═══ Vorliegender Textauszug

VwGH 96/04/0076

VwGH96/04/007621.5.1996

Der Verwaltungsgerichtshof hat durch den Vorsitzenden Senatspräsident Dr. Griesmacher und die Hofräte DDr. Jakusch und Dr. Gruber als Richter, im Beisein der Schriftführerin Mag. Marihart, über die Anträge der Stadtgemeinde Hainburg an der Donau, vertreten durch Dr. N, Rechtsanwalt in W,

1) auf Wiedereinsetzung in den vorigen Stand wegen Versäumung der Frist zur Behebung von Mängeln der gegen den Bescheid des Bundesministers für wirtschaftliche Angelegenheiten vom 7. Februar 1994, Zl. 63 220/28-VII/A/4/93, betreffend Zurückweisung einer Berufung in einem Verfahren nach dem Berggesetz, erhobenen Beschwerde,

2) auf Wiederaufnahme des mit Beschluß des Verwaltungsgerichtshofes vom 19. Dezember 1995 abgeschlossenen Verfahrens zu Zl. 95/04/0175 den Beschluß gefaßt:

Normen

VwGG §34 Abs2;
VwGG §45 Abs1 Z4;
VwGG §34 Abs2;
VwGG §45 Abs1 Z4;

 

Spruch:

Gemäß den §§ 45 und 46 VwGG wird den Anträgen nicht stattgegeben.

Begründung

Die Beschwerdeführerin erhob zur hg. Zl. 95/04/0175 Beschwerde gegen den Bescheid des Bundesministers für wirtschaftliche Angelegenheiten vom 7. Februar 1994.

Mit Verfügung des Verwaltungsgerichtshofes vom 6. September 1995 wurde sie gemäß § 34 Abs. 2 VwGG unter Setzung einer vierwöchigen Frist aufgefordert, die dem Verwaltungsgerichtshof vom Verfassungsgerichtshof nach Art. 144 Abs. 3 B-VG abgetretene Beschwerde u.a. durch Anschluß einer weiteren Ausfertigung der ursprünglichen Beschwerde für die mitbeteiligte Partei zu ergänzen. Innerhalb dieser Frist legte die Beschwerdeführerin mit einem Ergänzungsschriftsatz eine Abschrift dieser Beschwerde vor, die aber entgegen dem ursprünglichen Beschwerdeschriftsatz nicht mit der Unterschrift des einschreitenden Rechtsanwaltes versehen war. Der Verwaltungsgerichtshof stellte daher mit Beschluß vom 19. Dezember 1995, Zl. 95/04/0175-5, das Verfahren ein, weil die Nachreichung des nicht die Unterschrift des einschreitenden Rechtsanwaltes aufweisenden Schriftsatzes nicht als Befolgung des erteilten Mängelbehebungsauftrages angesehen werden konnte.

══════

*Aufgabenstellung*. Ändere im Beschluss den Abschnitt, der mit den Worten „Die Beschwerdeführerin erhob“ beginnt und nach „7. Februar 1994.“ endet, indem du „Beschwerdeführerin“ durch „Stadtgemeinde“ ersetzt, und gib ihn erneut wieder.

═══ Gegebene Informationen

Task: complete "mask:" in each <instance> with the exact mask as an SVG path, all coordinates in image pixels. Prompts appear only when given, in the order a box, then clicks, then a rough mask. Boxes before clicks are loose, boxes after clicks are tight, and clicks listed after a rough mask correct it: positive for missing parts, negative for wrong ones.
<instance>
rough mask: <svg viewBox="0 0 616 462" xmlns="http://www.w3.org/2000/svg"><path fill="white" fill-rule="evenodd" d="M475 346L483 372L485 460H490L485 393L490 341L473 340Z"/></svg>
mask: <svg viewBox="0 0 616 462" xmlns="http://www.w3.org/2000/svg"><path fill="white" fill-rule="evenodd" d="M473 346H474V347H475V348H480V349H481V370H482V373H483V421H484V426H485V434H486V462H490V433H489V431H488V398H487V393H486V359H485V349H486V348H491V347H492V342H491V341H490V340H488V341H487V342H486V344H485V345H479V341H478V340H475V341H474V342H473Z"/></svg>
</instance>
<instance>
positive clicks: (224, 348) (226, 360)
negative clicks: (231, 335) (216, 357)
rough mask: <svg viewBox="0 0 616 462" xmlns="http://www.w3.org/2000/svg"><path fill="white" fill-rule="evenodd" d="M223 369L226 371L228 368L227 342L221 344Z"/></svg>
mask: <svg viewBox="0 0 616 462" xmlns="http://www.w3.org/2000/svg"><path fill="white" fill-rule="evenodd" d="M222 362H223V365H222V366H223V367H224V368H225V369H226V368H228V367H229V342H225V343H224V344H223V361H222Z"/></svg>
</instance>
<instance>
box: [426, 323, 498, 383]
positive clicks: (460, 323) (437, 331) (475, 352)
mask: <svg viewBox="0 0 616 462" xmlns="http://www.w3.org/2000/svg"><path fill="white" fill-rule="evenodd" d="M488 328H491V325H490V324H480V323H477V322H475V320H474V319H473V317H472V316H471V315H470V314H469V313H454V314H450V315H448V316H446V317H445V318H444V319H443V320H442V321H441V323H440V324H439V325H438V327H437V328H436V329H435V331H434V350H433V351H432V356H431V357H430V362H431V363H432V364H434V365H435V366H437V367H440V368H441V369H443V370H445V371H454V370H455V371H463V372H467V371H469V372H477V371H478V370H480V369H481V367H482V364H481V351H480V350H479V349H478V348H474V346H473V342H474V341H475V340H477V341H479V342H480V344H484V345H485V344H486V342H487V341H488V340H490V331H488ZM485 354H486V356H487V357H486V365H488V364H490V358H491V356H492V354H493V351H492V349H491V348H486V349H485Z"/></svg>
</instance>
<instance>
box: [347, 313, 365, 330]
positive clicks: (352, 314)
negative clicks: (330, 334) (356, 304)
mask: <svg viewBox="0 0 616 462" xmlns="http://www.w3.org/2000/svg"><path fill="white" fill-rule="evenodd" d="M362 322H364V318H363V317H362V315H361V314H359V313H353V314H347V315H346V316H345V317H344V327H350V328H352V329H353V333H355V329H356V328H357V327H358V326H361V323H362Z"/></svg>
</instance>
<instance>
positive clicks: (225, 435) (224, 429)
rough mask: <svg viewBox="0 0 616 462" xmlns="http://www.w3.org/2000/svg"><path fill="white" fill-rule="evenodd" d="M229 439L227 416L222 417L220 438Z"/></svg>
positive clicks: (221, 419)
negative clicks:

══════

*Antwort*.
Die Stadtgemeinde erhob zur hg. Zl. 95/04/0175 Beschwerde gegen den Bescheid des Bundesministers für wirtschaftliche Angelegenheiten vom 7. Februar 1994.